**WHAT IS NEEDED**
Write out every line below that contains "order".

(Excerpts from a dataset)
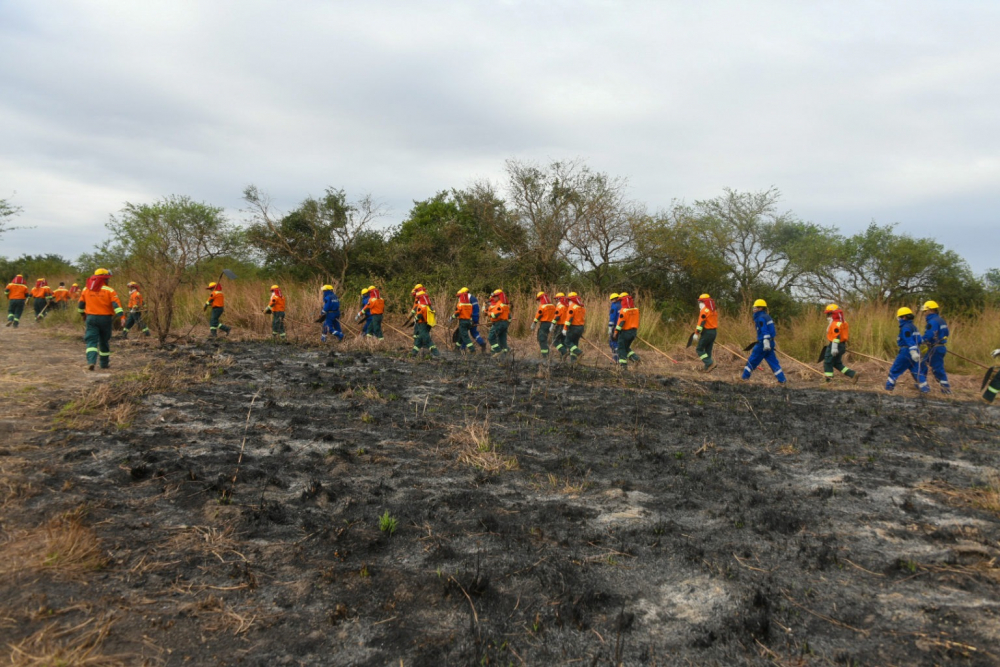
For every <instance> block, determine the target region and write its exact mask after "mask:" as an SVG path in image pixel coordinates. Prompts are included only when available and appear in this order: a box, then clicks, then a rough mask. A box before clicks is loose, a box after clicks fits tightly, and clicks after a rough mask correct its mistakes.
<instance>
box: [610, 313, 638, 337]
mask: <svg viewBox="0 0 1000 667" xmlns="http://www.w3.org/2000/svg"><path fill="white" fill-rule="evenodd" d="M638 328H639V309H638V308H623V309H622V311H621V312H619V313H618V326H616V327H615V330H616V331H630V330H632V329H638Z"/></svg>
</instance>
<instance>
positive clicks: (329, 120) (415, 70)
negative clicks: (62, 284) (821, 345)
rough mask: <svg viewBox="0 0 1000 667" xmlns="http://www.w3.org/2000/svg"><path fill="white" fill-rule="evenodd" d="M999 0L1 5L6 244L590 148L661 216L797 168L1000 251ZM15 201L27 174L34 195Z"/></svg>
mask: <svg viewBox="0 0 1000 667" xmlns="http://www.w3.org/2000/svg"><path fill="white" fill-rule="evenodd" d="M998 35H1000V2H995V1H990V2H958V1H954V0H953V1H948V2H945V1H943V0H942V1H939V2H920V1H914V0H909V1H906V2H871V1H870V0H869V1H867V2H857V3H852V2H842V1H837V2H800V1H794V2H793V1H789V2H761V1H754V2H705V1H700V2H697V3H695V2H665V1H663V2H596V1H595V2H569V1H558V2H557V1H553V2H544V1H542V0H534V1H531V2H514V1H509V2H487V1H486V0H477V1H473V0H467V1H465V2H422V1H419V0H408V1H406V2H402V1H396V2H374V1H367V2H366V1H360V0H359V1H358V2H319V1H314V2H309V1H294V0H286V1H284V2H252V1H247V0H241V1H239V2H221V1H210V0H201V1H197V2H196V1H195V0H187V1H184V0H172V1H170V2H153V1H151V0H142V1H141V2H136V1H135V0H131V1H129V2H110V1H105V2H102V1H97V0H77V1H69V0H62V1H59V2H54V1H53V2H49V1H45V0H0V198H9V199H11V200H12V202H13V203H14V204H16V205H18V206H20V207H22V208H23V210H24V211H23V213H22V215H21V216H19V217H18V218H17V220H16V223H17V224H20V225H30V226H35V227H36V229H32V230H21V231H15V232H11V233H9V234H7V235H6V236H5V237H4V238H3V239H0V255H6V256H8V257H12V256H16V255H20V254H21V253H31V254H36V253H44V252H54V253H59V254H62V255H65V256H67V257H70V258H75V257H76V256H77V255H79V253H80V252H82V251H86V250H89V249H90V248H91V246H93V245H94V244H95V243H96V242H98V241H99V240H100V239H102V238H103V236H104V233H105V230H104V226H103V225H104V222H105V221H106V220H107V218H108V215H109V214H111V213H113V212H115V211H117V210H119V209H120V208H121V206H122V204H123V203H124V202H126V201H129V202H135V203H139V202H146V201H152V200H154V199H156V198H158V197H161V196H165V195H170V194H184V195H189V196H191V197H193V198H195V199H198V200H204V201H206V202H209V203H212V204H215V205H219V206H224V207H226V208H227V209H228V210H229V211H230V212H231V213H232V215H233V216H234V217H237V216H238V215H239V213H238V209H239V208H240V206H241V201H240V195H241V192H242V189H243V187H244V186H245V185H247V184H249V183H253V184H255V185H257V186H259V187H260V188H261V189H263V190H265V191H267V192H269V193H270V194H271V195H272V196H273V197H274V198H275V200H276V201H277V203H278V204H279V205H280V206H281V207H283V208H284V209H285V210H287V209H289V208H291V207H293V206H294V205H295V204H296V203H298V202H299V201H301V200H302V199H303V198H304V197H306V196H308V195H319V194H322V192H323V190H324V188H326V187H328V186H334V187H337V188H344V189H345V190H346V191H347V193H348V195H349V196H351V197H352V198H353V197H356V196H358V195H361V194H364V193H368V192H370V193H372V194H373V195H375V196H376V197H377V198H379V199H381V200H382V201H383V202H384V203H385V204H387V205H388V207H389V208H390V209H391V215H390V216H389V218H388V219H387V222H391V223H395V222H398V221H400V220H402V219H403V218H404V217H405V216H406V214H407V212H408V210H409V208H410V206H411V204H412V201H413V200H420V199H426V198H428V197H430V196H432V195H434V194H435V193H436V192H437V191H440V190H444V189H450V188H453V187H459V188H460V187H465V186H467V185H469V184H470V183H471V182H472V181H474V180H476V179H480V178H491V179H494V180H497V181H499V180H500V178H501V176H502V171H503V162H504V160H505V159H507V158H511V157H514V158H519V159H525V160H536V161H540V162H546V161H549V160H551V159H567V158H581V159H583V160H584V161H586V162H587V164H588V165H589V166H590V167H591V168H593V169H595V170H598V171H604V172H608V173H609V174H612V175H616V176H624V177H626V178H628V180H629V183H630V186H631V194H632V196H633V197H634V198H636V199H638V200H641V201H644V202H645V203H646V204H647V205H648V206H649V207H650V208H651V209H654V210H655V209H658V208H664V207H666V206H668V205H669V204H670V202H671V200H673V199H675V198H676V199H686V200H688V201H690V200H694V199H699V198H707V197H713V196H715V195H717V194H719V193H720V192H721V191H722V189H723V188H724V187H732V188H736V189H741V190H757V189H763V188H767V187H769V186H772V185H774V186H777V187H778V188H779V189H780V190H781V192H782V193H783V200H784V205H785V208H787V209H790V210H792V211H793V212H795V213H796V214H798V215H799V217H801V218H803V219H806V220H810V221H812V222H816V223H820V224H825V225H834V226H837V227H839V228H841V230H843V231H845V232H854V231H858V230H860V229H863V228H864V227H865V226H866V225H867V224H868V223H869V221H871V220H872V219H874V220H876V221H877V222H879V223H890V222H897V223H899V229H900V230H902V231H905V232H908V233H911V234H914V235H918V236H934V237H936V238H937V239H938V240H940V241H941V242H942V243H944V244H945V245H946V246H947V247H949V248H952V249H954V250H956V251H957V252H959V253H960V254H962V255H963V256H964V257H965V258H966V259H968V261H969V262H970V264H971V265H972V267H973V269H974V270H976V271H977V272H982V271H984V270H985V269H987V268H989V267H993V266H1000V257H998V256H997V248H998V244H997V240H998V233H997V230H998V225H997V219H998V217H1000V215H998V214H1000V38H998ZM15 193H16V194H15Z"/></svg>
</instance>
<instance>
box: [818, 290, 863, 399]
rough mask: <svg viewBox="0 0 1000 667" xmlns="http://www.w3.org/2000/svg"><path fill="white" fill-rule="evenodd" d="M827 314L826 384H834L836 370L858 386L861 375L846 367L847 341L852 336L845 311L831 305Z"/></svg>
mask: <svg viewBox="0 0 1000 667" xmlns="http://www.w3.org/2000/svg"><path fill="white" fill-rule="evenodd" d="M825 312H826V321H827V325H826V340H827V343H826V347H825V348H824V350H823V377H824V379H825V380H826V382H833V371H834V369H836V370H838V371H840V372H841V373H843V374H844V375H846V376H847V377H848V378H850V380H851V382H853V383H855V384H857V382H858V378H859V377H860V376H861V373H859V372H858V371H855V370H853V369H851V368H848V367H847V366H845V365H844V352H845V351H846V350H847V339H848V337H849V335H850V334H849V331H850V329H849V327H848V326H847V321H846V320H845V319H844V311H843V310H841V308H840V306H838V305H837V304H835V303H831V304H829V305H828V306H827V307H826V311H825Z"/></svg>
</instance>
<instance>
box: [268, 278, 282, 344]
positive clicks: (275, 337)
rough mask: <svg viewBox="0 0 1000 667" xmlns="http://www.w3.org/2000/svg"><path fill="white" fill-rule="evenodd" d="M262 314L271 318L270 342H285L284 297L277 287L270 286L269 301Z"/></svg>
mask: <svg viewBox="0 0 1000 667" xmlns="http://www.w3.org/2000/svg"><path fill="white" fill-rule="evenodd" d="M264 314H265V315H270V316H271V340H278V339H280V340H285V296H284V295H283V294H282V293H281V287H279V286H278V285H271V299H270V300H269V301H268V302H267V308H265V309H264Z"/></svg>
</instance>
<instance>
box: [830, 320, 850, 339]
mask: <svg viewBox="0 0 1000 667" xmlns="http://www.w3.org/2000/svg"><path fill="white" fill-rule="evenodd" d="M847 336H848V328H847V322H838V321H836V320H834V321H833V322H830V326H828V327H827V328H826V339H827V340H828V341H830V342H831V343H832V342H833V341H837V342H838V343H846V342H847Z"/></svg>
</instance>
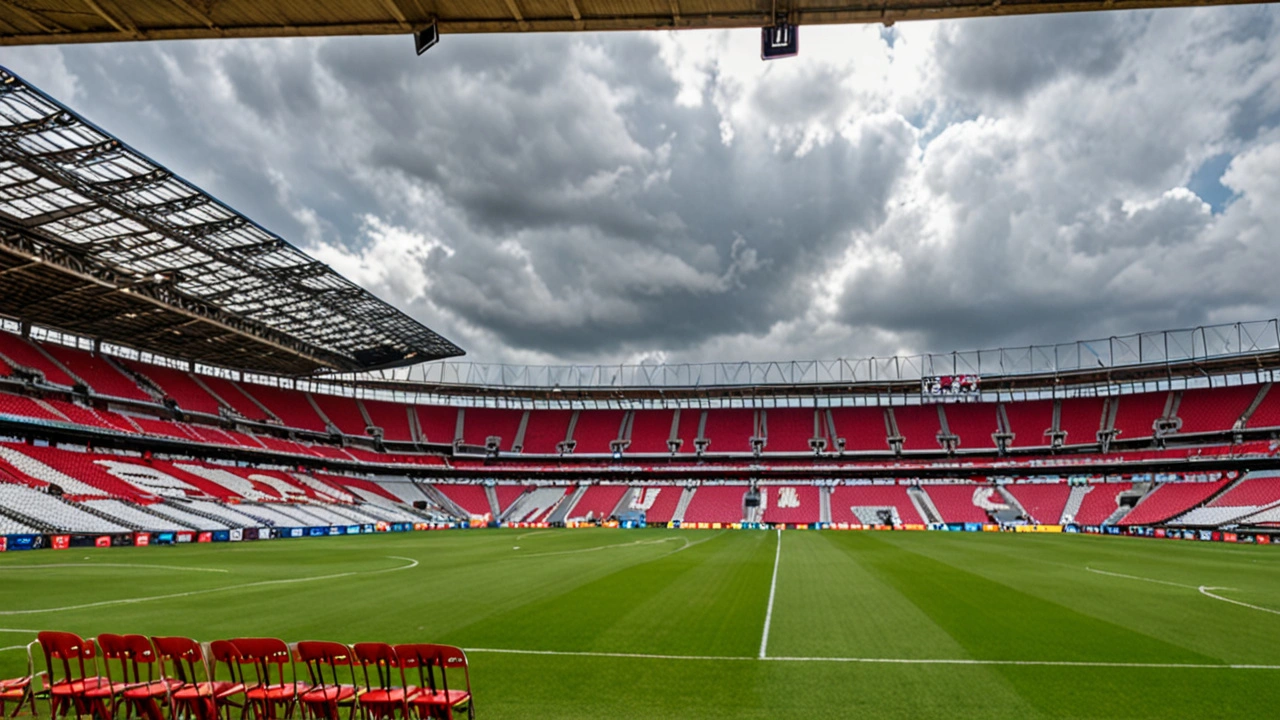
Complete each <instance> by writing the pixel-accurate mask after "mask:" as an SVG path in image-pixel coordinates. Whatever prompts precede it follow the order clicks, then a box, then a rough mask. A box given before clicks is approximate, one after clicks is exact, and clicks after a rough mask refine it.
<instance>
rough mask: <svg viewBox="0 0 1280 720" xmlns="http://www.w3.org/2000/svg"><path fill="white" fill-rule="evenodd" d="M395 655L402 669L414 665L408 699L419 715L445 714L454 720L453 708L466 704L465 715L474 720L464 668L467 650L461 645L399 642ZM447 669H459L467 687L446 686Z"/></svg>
mask: <svg viewBox="0 0 1280 720" xmlns="http://www.w3.org/2000/svg"><path fill="white" fill-rule="evenodd" d="M396 655H397V656H399V659H401V664H402V666H403V667H404V669H410V667H417V674H419V684H417V687H416V688H413V689H416V691H417V692H416V694H415V696H413V698H412V700H411V701H410V705H412V706H413V707H415V708H416V710H417V714H419V716H420V717H439V716H442V715H443V716H444V717H447V719H448V720H453V711H454V710H458V708H462V707H465V708H466V711H467V717H470V719H472V720H474V719H475V716H476V715H475V707H474V705H472V702H471V671H470V669H468V667H467V653H465V652H462V648H458V647H452V646H447V644H429V643H417V644H398V646H396ZM436 667H439V670H440V678H439V682H436V678H435V669H436ZM449 669H462V674H463V676H465V679H466V689H465V691H463V689H449Z"/></svg>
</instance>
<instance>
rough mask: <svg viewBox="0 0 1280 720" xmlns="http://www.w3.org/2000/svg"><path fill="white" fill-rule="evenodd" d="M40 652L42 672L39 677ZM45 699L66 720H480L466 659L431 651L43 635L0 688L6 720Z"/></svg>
mask: <svg viewBox="0 0 1280 720" xmlns="http://www.w3.org/2000/svg"><path fill="white" fill-rule="evenodd" d="M36 646H40V648H41V651H42V653H44V659H45V671H42V673H36V671H35V657H36V656H35V648H36ZM100 661H101V666H100V665H99V662H100ZM300 664H301V665H302V666H303V667H306V674H305V676H306V678H307V679H305V680H303V674H300V671H298V665H300ZM357 670H360V675H361V676H358V678H357ZM451 670H452V671H453V674H454V679H457V674H460V671H461V675H462V678H463V679H465V684H463V687H465V689H460V688H451V687H449V674H451V673H449V671H451ZM41 685H44V687H41ZM37 697H38V698H42V700H47V701H49V717H50V720H58V719H59V717H63V716H65V715H67V714H68V712H70V711H74V714H76V715H77V716H82V715H90V716H91V717H93V719H95V720H116V719H118V717H119V719H120V720H131V719H133V717H137V719H140V720H165V717H166V716H168V717H169V719H170V720H178V719H179V717H184V719H189V720H230V719H232V714H233V712H234V711H238V712H239V719H241V720H244V719H246V717H248V716H252V719H253V720H276V719H278V717H283V719H284V720H288V719H289V717H292V716H293V712H294V710H296V708H298V707H301V708H302V712H303V714H305V716H306V717H307V719H308V720H339V715H340V711H342V710H343V708H346V710H347V719H348V720H356V717H357V714H358V716H360V717H362V719H364V720H394V719H396V716H397V715H398V716H399V717H401V719H402V720H410V719H411V717H412V716H416V717H417V719H433V717H439V719H451V720H452V717H453V716H454V714H456V712H466V716H467V717H468V719H470V720H474V719H475V707H474V703H472V700H471V673H470V669H468V666H467V656H466V653H465V652H462V650H461V648H457V647H452V646H443V644H426V643H416V644H397V646H390V644H385V643H356V644H353V646H346V644H342V643H335V642H324V641H307V642H300V643H293V644H285V643H284V642H283V641H279V639H275V638H238V639H230V641H214V642H211V643H207V646H206V644H201V643H198V642H196V641H193V639H191V638H180V637H152V638H147V637H146V635H116V634H109V633H104V634H100V635H99V637H97V638H96V639H95V638H81V637H79V635H77V634H73V633H59V632H44V633H40V635H38V637H37V639H36V641H35V642H32V643H31V644H29V646H27V675H26V676H22V678H15V679H12V680H0V717H4V712H5V710H4V708H5V702H17V706H15V708H14V710H13V712H12V714H10V715H9V717H15V716H17V715H18V712H19V711H20V710H22V707H23V706H24V705H28V703H29V706H31V714H32V716H33V717H35V716H36V714H37V710H36V698H37ZM122 712H123V715H122Z"/></svg>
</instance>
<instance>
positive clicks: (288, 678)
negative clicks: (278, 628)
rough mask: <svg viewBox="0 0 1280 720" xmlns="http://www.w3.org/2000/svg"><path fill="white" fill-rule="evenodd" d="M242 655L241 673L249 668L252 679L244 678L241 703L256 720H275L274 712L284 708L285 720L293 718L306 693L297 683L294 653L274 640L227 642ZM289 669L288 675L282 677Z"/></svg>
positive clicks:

**EXERCISE RESPONSE**
For every <instance> block, determine the target region and write its exact mask after "mask:" as an SVG path in image pixel coordinates. Prompts are included only when available and appear in this order: a box, then clicks, then a rough mask. A box before clicks is loose, a box after clicks fits tightly, and clicks after a rough mask correct its mistakes.
Complete each <instance> by writing the pixel-accurate mask after "mask:" as an SVG path in image-pixel coordinates. Whatever prompts precede it follow the order clicks, then a box, then a rough mask. A box given before clicks is approximate, one after clicks is exact, and clicks after a rough mask refine it.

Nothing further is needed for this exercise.